Peter got out his cellular phone, which could connect to a cell tower and allowed him to communicate with other people, as well as to tell the time, do math, and check his electronic mail.
Now, this is clearly bad exposition but if you were introducing the audience to something that Peter knows but which they do not, you kind of need it, especially if you’re setting up for later, and you don’t want the audience to think “but wait, why didn’t he use his cellular phone?” or “wait, his phone can just do math as the plot demands?” The only reason you’d never find that in anything but an avant garde piece is that everyone knows what a cell phone is, and doesn’t need their capabilities and limitations announced.
In terms of speculative fiction, and to a lesser extent, non-speculative fiction, you need these systems, at least to the extent that you want “magic” to act in service of the reader and/or the plot, rather than being a hindrance. If it’s vital to your story that the reader understand that a gun with the clip removed can still have a bullet in the chamber, you need to introduce this to them, so you’re not leaving a portion of the audience confused.

=== SET EXERCISE 1 ===
Write out the passage on exposition in fiction from "Peter got out" up to and including "and limitations announced.", word for word.
=== SET EXERCISE 2 ===
Pick up the passage on exposition in fiction after its final sentence and carry it forward.

Labeling and segmentation records
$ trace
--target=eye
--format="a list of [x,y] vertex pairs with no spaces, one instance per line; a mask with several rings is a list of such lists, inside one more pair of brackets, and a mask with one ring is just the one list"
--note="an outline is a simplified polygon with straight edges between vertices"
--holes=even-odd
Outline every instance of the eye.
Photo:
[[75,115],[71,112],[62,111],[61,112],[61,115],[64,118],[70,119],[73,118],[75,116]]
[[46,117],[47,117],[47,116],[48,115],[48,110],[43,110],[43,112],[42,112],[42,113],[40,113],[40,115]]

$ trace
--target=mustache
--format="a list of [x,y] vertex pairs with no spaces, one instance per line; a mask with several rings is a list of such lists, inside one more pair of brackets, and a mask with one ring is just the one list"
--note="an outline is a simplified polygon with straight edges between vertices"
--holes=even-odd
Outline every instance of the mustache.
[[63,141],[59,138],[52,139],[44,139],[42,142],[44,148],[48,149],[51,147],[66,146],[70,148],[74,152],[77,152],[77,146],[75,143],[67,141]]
---
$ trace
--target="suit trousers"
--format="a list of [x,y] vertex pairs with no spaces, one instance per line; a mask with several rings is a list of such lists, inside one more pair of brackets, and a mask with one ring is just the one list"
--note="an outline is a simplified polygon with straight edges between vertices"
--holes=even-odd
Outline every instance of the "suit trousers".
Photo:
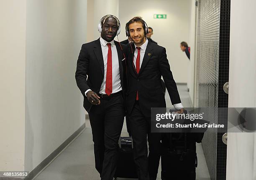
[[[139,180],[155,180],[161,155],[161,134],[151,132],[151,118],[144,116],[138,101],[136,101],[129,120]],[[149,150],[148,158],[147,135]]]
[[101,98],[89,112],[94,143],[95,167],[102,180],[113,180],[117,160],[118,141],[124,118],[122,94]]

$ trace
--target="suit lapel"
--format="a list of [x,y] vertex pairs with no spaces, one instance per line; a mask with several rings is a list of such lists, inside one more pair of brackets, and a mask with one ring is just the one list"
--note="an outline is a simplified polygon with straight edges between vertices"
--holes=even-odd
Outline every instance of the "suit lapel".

=== RESULT 1 ===
Peter got out his cellular phone, which could connect to a cell tower and allowed him to communicate with other people, as well as to tell the time, do math, and check his electronic mail.
Now, this is clearly bad exposition but if you were introducing the audience to something that Peter knows but which they do not, you kind of need it, especially if you’re setting up for later, and you don’t want the audience to think “but wait, why didn’t he use his cellular phone?” or “wait, his phone can just do math as the plot demands?” The only reason you’d never find that in anything but an avant garde piece is that everyone knows what a cell phone is, and doesn’t need their capabilities and limitations announced.

=== RESULT 2 ===
In that context, everything can be thought of as a magic system, or just a system, if “magic” scares you off. Superpowers use magic systems: it is established that Captain America can throw his shield with great precision and bounce it around somehow. It’s established that Iron Man has thrusters and cannons. It’s established that the Hulk changes into an invincible rage monster when he’s angry. For the most part, when it comes to “normal” superheroes, these are singular, but I would argue this is the only thing that separates them from being a normal magic system, and that further, lots of magic systems also work that way, especially if they involve legendary items or powers.
In fact, most superhero stories do scale up beyond singular, but they do this only for enemies. The enemies have invisibility, but only in certain conditions, defeatable in certain ways. There’s always some clan or group or gang that’s got some kind of power, because you can milk the mooks for more interesting fight scenes that way. Or if not that, then the enemy has the same power as the hero, which allows them to operate on the same magic system, allowing exposition to be saved.
The main difference, when scaling from a single person to a group, or a group to a whole society, is how much it needs to be thought about to not fall apart in a puff of logic. If you have one person with the power to punch through steel plate, then you’re more or less fine just thinking about what they would do. If you’ve got ten percent of the population that can do that, then you have serious legwork to do, because society has to be rearranged, laws need to be rewritten, and overall, it’s just going to be a complete mess, maybe even one that’s terminal to the world.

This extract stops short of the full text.